● **Stated task**
Rewrite the part of the data entries that opens at the beginning and closes with the line containing "280 529 318 552", both ends included, requests and all, raising every bounding-box coordinate in the outputs by 6 while leaving the requests and their format samples as they are.

Data entries:
________

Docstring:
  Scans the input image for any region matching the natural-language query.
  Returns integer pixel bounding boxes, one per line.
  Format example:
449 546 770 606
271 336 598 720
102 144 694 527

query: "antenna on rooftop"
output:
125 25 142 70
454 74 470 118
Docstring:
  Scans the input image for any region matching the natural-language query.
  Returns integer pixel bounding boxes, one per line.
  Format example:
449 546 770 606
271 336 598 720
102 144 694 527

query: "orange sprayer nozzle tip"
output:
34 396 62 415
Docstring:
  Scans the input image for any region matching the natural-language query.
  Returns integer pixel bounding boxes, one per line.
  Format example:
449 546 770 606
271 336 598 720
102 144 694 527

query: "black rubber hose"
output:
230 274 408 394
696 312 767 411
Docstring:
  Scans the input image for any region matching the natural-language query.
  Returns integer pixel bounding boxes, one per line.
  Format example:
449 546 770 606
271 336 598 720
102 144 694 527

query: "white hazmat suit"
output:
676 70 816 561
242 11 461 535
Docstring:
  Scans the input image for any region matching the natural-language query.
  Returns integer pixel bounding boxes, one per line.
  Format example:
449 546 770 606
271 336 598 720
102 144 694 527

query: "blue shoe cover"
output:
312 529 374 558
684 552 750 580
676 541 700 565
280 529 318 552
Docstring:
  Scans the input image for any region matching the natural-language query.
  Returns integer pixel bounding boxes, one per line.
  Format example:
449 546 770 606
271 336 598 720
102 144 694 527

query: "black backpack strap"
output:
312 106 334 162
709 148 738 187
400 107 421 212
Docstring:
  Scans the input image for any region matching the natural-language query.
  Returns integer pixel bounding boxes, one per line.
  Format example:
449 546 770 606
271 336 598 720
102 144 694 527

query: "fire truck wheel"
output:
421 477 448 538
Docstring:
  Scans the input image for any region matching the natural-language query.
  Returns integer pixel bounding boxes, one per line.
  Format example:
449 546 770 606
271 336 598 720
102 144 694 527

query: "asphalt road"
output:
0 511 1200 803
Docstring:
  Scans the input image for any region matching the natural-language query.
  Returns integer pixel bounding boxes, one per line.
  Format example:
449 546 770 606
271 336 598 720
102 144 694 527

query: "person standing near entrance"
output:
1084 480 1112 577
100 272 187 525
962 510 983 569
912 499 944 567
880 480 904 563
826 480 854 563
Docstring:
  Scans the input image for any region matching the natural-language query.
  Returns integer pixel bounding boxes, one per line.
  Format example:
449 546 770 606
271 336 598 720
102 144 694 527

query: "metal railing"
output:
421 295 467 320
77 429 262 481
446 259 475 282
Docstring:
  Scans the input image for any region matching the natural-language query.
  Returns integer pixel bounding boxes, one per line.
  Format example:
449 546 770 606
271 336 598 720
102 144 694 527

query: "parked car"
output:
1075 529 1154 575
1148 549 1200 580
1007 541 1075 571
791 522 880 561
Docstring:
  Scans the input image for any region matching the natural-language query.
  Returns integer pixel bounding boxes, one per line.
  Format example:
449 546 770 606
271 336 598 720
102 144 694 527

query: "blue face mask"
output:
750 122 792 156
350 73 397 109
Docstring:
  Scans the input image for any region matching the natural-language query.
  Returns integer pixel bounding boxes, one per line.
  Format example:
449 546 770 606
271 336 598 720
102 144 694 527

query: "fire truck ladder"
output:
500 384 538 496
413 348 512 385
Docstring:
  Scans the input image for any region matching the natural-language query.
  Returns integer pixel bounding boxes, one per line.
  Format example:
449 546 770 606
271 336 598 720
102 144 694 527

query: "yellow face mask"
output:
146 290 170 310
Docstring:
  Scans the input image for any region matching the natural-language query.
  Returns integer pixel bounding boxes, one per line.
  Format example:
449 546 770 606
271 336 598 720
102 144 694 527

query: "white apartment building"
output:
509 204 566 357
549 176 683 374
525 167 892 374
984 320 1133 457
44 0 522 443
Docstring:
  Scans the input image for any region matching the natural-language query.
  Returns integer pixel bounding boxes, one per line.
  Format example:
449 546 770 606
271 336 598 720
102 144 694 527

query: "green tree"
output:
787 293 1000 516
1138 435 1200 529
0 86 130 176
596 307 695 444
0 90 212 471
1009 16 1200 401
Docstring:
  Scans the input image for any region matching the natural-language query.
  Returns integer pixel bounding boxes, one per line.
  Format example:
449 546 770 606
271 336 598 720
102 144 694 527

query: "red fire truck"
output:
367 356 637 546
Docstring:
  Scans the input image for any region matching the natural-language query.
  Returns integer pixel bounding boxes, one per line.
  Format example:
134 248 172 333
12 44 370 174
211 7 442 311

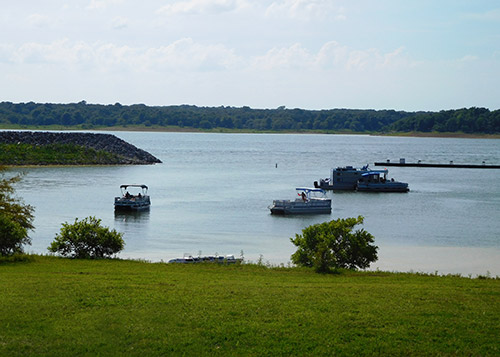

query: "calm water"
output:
7 132 500 275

________

● **Solved problem**
Docstring:
  Scans the input image for any region matching the natural-language query.
  Returns integer pixel bounding boxes, one per line.
  Format example:
449 546 770 606
271 336 598 720
102 144 694 527

query: "antenna on rooftop"
output:
131 31 148 76
460 80 476 124
Docstring:
  Scans the input image for any region matching the natural-language query.
  Returns integer pixel bounding boxes, one per line.
  Format example:
449 546 770 606
271 336 598 720
102 144 694 527

query: "orange sprayer nozzle tip"
output:
40 402 68 421
Docstring:
  Scans the input image for any region matching the natural-language query.
  Returns integer pixel bounding boxes, one per line.
  Format example:
449 546 770 606
271 336 598 720
102 144 694 527

query: "black rubber hose"
output:
236 280 414 400
702 318 773 417
Docstring:
  Scans the input image for any region matching the natural-language query.
  Returns integer pixel bounding boxes, one per line.
  Format example:
449 546 770 606
271 336 598 720
102 144 694 527

query: "white hazmat suit"
output:
682 76 822 567
248 17 467 541
Docstring:
  Scans the input image for any region matching the natural-language query.
  Returns integer pixel bounding boxes, one per line.
  Format example:
449 546 770 606
271 336 598 720
102 144 694 527

query: "blue shoe cover"
output:
318 535 380 564
690 558 756 586
682 547 706 571
286 535 324 558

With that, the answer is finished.